Given instruction
Your task is to copy every record exactly.

[Records from a point labeling set]
** begin **

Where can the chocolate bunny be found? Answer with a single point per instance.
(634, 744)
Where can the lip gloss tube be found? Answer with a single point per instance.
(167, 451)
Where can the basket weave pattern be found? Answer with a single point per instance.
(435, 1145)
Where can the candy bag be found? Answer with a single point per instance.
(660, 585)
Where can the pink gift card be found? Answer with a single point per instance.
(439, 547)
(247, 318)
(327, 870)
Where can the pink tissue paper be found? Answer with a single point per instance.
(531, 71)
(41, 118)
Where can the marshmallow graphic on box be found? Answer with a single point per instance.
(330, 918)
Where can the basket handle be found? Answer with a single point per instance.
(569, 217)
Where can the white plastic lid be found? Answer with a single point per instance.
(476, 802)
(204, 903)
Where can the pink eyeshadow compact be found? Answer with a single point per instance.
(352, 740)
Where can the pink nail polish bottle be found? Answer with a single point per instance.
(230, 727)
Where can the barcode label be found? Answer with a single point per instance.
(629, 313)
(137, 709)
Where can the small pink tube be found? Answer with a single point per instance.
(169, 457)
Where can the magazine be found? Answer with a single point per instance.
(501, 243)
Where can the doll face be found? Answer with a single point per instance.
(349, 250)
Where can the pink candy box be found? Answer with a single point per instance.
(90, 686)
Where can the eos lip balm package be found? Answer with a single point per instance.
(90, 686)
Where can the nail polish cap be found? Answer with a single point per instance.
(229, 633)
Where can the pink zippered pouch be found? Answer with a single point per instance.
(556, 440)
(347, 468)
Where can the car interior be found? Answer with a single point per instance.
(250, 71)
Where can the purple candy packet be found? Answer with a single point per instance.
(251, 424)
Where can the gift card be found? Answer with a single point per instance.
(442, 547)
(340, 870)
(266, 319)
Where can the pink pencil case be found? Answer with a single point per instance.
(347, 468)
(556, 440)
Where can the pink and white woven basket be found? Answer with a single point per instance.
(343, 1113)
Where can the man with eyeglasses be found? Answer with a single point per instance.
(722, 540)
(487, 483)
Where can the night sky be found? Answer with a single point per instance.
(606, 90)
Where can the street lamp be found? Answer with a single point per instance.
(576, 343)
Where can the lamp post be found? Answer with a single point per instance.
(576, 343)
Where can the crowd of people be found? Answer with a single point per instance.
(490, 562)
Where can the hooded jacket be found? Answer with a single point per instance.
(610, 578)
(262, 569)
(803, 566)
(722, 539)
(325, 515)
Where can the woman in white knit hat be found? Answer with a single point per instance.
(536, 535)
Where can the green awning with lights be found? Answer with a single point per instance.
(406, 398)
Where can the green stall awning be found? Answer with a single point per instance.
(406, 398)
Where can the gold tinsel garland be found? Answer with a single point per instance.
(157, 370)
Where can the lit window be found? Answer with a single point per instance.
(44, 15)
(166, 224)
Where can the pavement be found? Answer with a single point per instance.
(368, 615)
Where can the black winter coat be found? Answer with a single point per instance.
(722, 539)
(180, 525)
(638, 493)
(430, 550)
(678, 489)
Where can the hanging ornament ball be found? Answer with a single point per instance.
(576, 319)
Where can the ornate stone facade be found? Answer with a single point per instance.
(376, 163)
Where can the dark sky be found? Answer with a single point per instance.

** end **

Exercise result
Where can the chocolate bunny be found? Answer with a single point per instance.
(634, 744)
Where can the lip gloss tube be found? Answer with a single point per instance.
(167, 451)
Where can the basket weave pattern be found? Answer with a single point per instance.
(435, 1145)
Where can the candy bag be found? Answer with a single point per instance.
(660, 585)
Where can the pink gift card be found? Answer with a single point per instance.
(439, 547)
(247, 318)
(327, 870)
Where can the pink tissue paper be found? Answer with a single point per instance.
(531, 71)
(41, 118)
Where can the marshmallow graphic on box be found? Answer with a single point per instance.
(330, 918)
Where can the basket handle be found? Answer with a single point per instance.
(569, 217)
Where can the white plastic lid be found? Answer with a single point per instance.
(476, 802)
(204, 903)
Where can the pink eyeshadow compact be found? Answer with a single point per instance.
(352, 740)
Where can the pink nail polish bottle be found? Answer with a single point per instance.
(230, 727)
Where can the barcode label be found? Answer with a single point per instance.
(629, 313)
(137, 709)
Where can the small pink tube be found? Answer with a single point per instance.
(169, 457)
Where can the magazine be found? Answer with a single point per instance.
(501, 243)
Where can the doll face be found? Answer with a single point per instance.
(349, 250)
Where can the pink candy box be found? Answer with a single point per instance.
(90, 686)
Where can the eos lip balm package be found? Answer with a single point per instance.
(90, 686)
Where can the nail polish cap be found? Answer with a single point per instance.
(229, 633)
Where can the pink zippered pouch be found? Answer with a single point per instance.
(556, 440)
(347, 468)
Where can the car interior be found? Answer with a single point per instance.
(250, 71)
Where can the purple candy packet be found? Answer with a single point per instance.
(251, 424)
Where can the gift card be found? Answer with a single point per instance.
(442, 547)
(340, 870)
(266, 319)
Where can the pink pencil case be found? Answer with a single point per instance.
(347, 468)
(556, 440)
Where can the pink and white woven basket be found? Answer with a single point per instance.
(343, 1113)
Where can the man with eyeglasses be found? Answer with a single point per instance.
(722, 540)
(487, 483)
Where can the night sky be found? Answer with a single point per instance.
(606, 90)
Where can the street lamp be found? Answer with a single point per instance.
(576, 343)
Where can the lamp post be found? Answer with a single point per instance.
(576, 343)
Where can the crowd of people be found? Answer with a single point per instance.
(490, 562)
Where can the hooded jacket be found? Answer with a single point per instance.
(610, 578)
(262, 569)
(803, 566)
(722, 539)
(325, 515)
Where can the woman in white knit hat be found? Answer with a single point per instance.
(536, 535)
Where can the green awning with lights be found? Answer with a single point per instance.
(406, 398)
Where can the green stall awning be found? Answer with a single point per instance.
(406, 398)
Where can the gold tinsel garland be found? Answer with a single point per instance.
(157, 370)
Where can the lit window be found? Answer with a single point per instance.
(44, 15)
(166, 224)
Where can the pavement be found? Answer with a single point per instance.
(368, 615)
Where can the black winter coat be found? Answer with a single point per instance.
(722, 539)
(180, 525)
(638, 493)
(430, 550)
(678, 489)
Where can the hanging ornament ball be found? Answer with a single point per instance.
(576, 319)
Where can the ornate stone facade be found? Answer with a single point per instance.
(376, 163)
Where can the dark sky be found? Answer with a single point per instance.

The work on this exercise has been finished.